- _Prompt A_
Repeat everything in the article on Bob Vila's Palm Beach house from "With 7,621 square" down to "Beach Architectural Commission.".
- _Prompt B_
According to the article on Bob Vila's Palm Beach house, how much frontage on the Intracoastal Waterway does the home have?

- _Text provided_
▬▬▬
'This Old House' star Bob Vila redid his lakeside home, priced at $47.9M, in Palm Beach

“This Old House” star Bob Vila and his wife, Diana Barrett, don’t have to search for words when they describe the 1949 house they renovated and expanded for their own use at 690 Island Drive on Everglades Island in Palm Beach.

“It’s a lovely mixture of Old Florida with a real family legacy — but brought up to 2024 standards,” says Barrett.

The couple has owned the house for nearly 20 years, but its family connection runs even deeper, Vila explains.

“Diana’s parents, Joseph and Gioconda King, bought it in 1975 — the Joseph and Gioconda King Library is named after them. They were benefactors,” Vila says, referring to the library at Palm Beach’s Society of the Four Arts.

“Joe passed away in 1980, and Gio lived here (on Island Drive) until she passed away (in 2004). Diana and I bought it out of the family foundation in 2005 and remodeled it.”

Diana Barrett and husband Bob Vila have owned their Everglades Island home since 2005, although it had been in her family since 1975.
Diana Barrett and husband Bob Vila have owned their Everglades Island home since 2005, although it had been in her family since 1975.

As they make plans to downsize to a house across town, Vila and Barrett have listed for sale their seven-bedroom, six-and-half-bath house on Everglades Island.

With 7,621 square feet of living space, inside and out, the estate is priced at $47.9 million. Brown Harris Stevens agents Liza Pulitzer, Whitney McGurk and Blair Kirwan are co-listing the property with Vila and Barrett's real estate agent son, Chris Vila of PB Realty Advisors.

“When we bought the house, we were living in Massachusetts and had a beach house in Boca Grande, Florida, but Diana and I visited it frequently,” says Vila, a former chairman of the Palm Beach Architectural Commission.

His wife says she was thrilled to acquire the property her parents had enjoyed for many years.

In the foreground with the dock, the estate at 690 Island Drive is on the southern half of Everglades Island in Palm Beach’s Estate Section.
In the foreground with the dock, the estate at 690 Island Drive is on the southern half of Everglades Island in Palm Beach’s Estate Section.

“I love this house,” says Barrett, who once taught business and public health at Harvard University. “We wanted it because it had wonderful gardens.”

The house and its guesthouse addition stand on a lot measuring four-fifths of an acre on the west side of Everglades Island in the Intracoastal Waterway. The island is about three-quarters of a mile long and is connected to the rest of Palm Beach’s Estate Section by a short bridge.

With about 175 feet of frontage on the Intracoastal Waterway, Vila and Barrett’s home has a backyard that looks directly across the water to the rest of Palm Beach.

Added during the renovation, a brick loggia with arched openings stands at the north end of the expansive pool area.
Added during the renovation, a brick loggia with arched openings stands at the north end of the expansive pool area.

The floorplan is arranged to deliver pool and water views from most of the rooms, including the living room and its expansive loggia, which is completely enclosed with glass windows and doors. Among its features, the living room has a gas fireplace.
▬▬▬
- _Supplied material_
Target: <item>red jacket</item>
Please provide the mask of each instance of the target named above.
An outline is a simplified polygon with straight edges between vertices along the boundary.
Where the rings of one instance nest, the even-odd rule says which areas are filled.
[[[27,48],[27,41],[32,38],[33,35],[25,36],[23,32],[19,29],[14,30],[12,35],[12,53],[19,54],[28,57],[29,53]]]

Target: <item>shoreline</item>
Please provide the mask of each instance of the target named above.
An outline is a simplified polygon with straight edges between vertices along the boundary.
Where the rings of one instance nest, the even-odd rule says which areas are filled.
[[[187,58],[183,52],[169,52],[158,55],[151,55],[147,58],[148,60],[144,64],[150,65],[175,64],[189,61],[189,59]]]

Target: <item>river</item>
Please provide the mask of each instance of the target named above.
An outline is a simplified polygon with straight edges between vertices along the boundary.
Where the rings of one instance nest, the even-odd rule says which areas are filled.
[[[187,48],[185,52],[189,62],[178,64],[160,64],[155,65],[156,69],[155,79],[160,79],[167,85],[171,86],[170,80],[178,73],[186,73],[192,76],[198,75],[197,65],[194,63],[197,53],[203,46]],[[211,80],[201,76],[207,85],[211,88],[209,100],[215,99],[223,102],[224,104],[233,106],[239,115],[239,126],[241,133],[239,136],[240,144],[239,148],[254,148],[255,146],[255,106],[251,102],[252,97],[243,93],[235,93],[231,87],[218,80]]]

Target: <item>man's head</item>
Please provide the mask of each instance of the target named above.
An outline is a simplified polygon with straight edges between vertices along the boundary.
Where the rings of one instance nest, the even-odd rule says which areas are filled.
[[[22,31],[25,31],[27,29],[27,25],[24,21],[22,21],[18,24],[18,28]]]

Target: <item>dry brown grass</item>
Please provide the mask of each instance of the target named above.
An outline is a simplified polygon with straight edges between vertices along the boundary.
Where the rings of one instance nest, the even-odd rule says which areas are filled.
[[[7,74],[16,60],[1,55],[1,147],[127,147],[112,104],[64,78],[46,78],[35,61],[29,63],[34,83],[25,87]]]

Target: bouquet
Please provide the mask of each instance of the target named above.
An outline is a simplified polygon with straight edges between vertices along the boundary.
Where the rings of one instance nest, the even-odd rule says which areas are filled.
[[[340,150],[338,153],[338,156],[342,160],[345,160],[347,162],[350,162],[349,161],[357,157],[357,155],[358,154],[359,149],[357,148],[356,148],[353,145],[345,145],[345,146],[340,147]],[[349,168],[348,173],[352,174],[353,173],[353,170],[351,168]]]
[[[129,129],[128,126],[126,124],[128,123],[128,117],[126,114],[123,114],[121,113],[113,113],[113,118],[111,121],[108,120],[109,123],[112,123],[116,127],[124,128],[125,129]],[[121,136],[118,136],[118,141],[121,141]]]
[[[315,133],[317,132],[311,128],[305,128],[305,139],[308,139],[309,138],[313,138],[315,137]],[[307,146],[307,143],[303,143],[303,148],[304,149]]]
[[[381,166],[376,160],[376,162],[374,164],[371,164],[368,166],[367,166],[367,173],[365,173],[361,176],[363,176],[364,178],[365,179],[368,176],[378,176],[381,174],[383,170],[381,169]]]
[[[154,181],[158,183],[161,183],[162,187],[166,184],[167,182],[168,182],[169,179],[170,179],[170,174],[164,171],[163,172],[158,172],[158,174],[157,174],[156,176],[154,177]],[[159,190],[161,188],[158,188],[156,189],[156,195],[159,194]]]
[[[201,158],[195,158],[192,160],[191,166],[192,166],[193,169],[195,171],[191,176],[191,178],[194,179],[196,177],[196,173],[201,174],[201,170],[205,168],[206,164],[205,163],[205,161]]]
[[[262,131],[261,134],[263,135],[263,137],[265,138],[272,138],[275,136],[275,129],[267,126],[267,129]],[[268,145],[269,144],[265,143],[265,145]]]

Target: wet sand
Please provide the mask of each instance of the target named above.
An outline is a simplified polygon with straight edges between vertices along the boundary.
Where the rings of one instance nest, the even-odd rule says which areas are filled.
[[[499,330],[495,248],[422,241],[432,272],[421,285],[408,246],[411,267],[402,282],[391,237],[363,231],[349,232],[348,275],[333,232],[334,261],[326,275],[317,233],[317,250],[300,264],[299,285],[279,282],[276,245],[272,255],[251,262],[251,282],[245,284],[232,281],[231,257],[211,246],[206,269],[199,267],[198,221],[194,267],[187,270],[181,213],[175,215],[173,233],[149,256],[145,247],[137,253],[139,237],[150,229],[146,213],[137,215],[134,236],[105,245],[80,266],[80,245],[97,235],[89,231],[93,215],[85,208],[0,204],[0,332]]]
▬▬▬
- _Full solution A_
With 7,621 square feet of living space, inside and out, the estate is priced at $47.9 million. Brown Harris Stevens agents Liza Pulitzer, Whitney McGurk and Blair Kirwan are co-listing the property with Vila and Barrett's real estate agent son, Chris Vila of PB Realty Advisors.

“When we bought the house, we were living in Massachusetts and had a beach house in Boca Grande, Florida, but Diana and I visited it frequently,” says Vila, a former chairman of the Palm Beach Architectural Commission.

- _Full solution B_
About 175 feet.